*DOCUMENT PASSAGE*.

* * * *

Ideally, she would like to stay in the area once she enters the professional world, but beyond wanting to be a surgeon, her goals are ever-changing, she said.
“I like taking things one day at a time. Seeing what interests me, and making up new goals as my interests change and as my life changes. As things change, you never know what may come next.”
When Faouzi Tahtouh reflects upon being recognized as the Cullen College of Engineering Outstanding Junior for the 2021–22 academic year, he can't help but feel a bit surprised and a bit humbled.
“I'm just grateful for it,” he said of the honor. “I was thrilled. It was exciting because just getting recognition for your hard work, that meant a lot to me more than anything. All the hard work I'm putting into my academics is paying off. It was exciting to tell my family and my parents all about it. They were proud of me and there was a lot of excitement about it.”
The mechanical engineering student attributed his success to his work ethic. When asked how he developed that ethic, Tahtouh laughed and said it was thanks to the influence of his mother, first and foremost.
“As a young child, she got me right,” he said. “She made sure from a young age that she spent a lot of time helping me develop. I always wanted to do my best at everything I wanted to do. Why not do my best if I'm going to put my effort into something? She really pushed me to stay on my assignments. As a child, the last thing you want to do is sit down and do your homework, but she stressed that you had to do these things.”
Tahtouh earned his high school degree from North Shore Senior High School, which is in the Houston area's Galena Park Independent School District. He then took advantage of geography when it came to continuing his studies — Before starting at UH, he took several general education courses at San Jacinto, which was close enough to his home for him to walk to campus.
Because of his work ethic, Tahtouh said he wasn't worried about the shift in workload from high school to San Jacinto, or, from San Jacinto to UH.
“I know who I am,” he said. “Regardless of whether I start here or there, I know I can put the hard work in. When I transferred over to UH, I wasn't really concerned.”

* * * *

*INFORMATION SHOWN*.
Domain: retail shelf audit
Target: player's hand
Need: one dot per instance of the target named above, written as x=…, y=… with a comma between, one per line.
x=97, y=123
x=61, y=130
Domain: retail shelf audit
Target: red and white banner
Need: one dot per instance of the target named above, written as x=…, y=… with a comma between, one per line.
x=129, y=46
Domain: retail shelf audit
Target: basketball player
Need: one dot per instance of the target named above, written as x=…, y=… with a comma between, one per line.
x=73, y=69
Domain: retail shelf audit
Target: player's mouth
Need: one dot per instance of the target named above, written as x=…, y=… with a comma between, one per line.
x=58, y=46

* * * *

*PROBLEMS TO WORK ON*.
• 1. Name every school or college mentioned in the engineering student profiles.
• 2. Resume the engineering student profiles after their last sentence.

*ANSWERS BY ITEM*.
• 1. Cullen College of Engineering, North Shore Senior High School, San Jacinto, UH

• 2.
Tahtouh cited the good reputation of the Cullen College of Engineering and the industry opportunities of Houston as prominent reasons why he decided to stay close to home.
“I love the city of Houston, and UH is right in the center of Houston,” he said. “They have an excellent engineering program, and throughout the years they've continued to make improvements.”
He was drawn to mechanical engineering specifically because he's always had a fascination with how things “go” and move about in the world.
“I've always been interested in the physics of objects, and how they move,” Tahtouh said. “For example, airplanes flying and cars moving, things flowing. When I was younger I didn't know how engineers dealt with that. My interest in those kinds of subjects, that's what pushed me toward mechanical engineering.”
At UH, Tahtouh attributed much of his academic success to Holley Love, Ph.D., instructional assistant professor of mechanical engineering. He noted that she was the one who informed him about the Outstanding Junior award.
“She's really been helpful for my time at UH,” Tahtouh said. “She's gone above and beyond helping me, whether it's been with classes or the opportunities with engineering. She's really gotten me excited about it.”
Tahtouh has lined up his first internship for the summer with a multinational, Fortune 500-level company. After graduating in 2023, Tahtouh hopes to explore opportunities for working in industry.
“I'm interested in getting my feet wet in industry, and gaining that valuable experience,” he said. “Energy, power systems, I'm interested in stuff like that. Everything is based on power, and I'm interested in learning more about that. There's a lot of things that I don't know, but I'm really open to learning more.”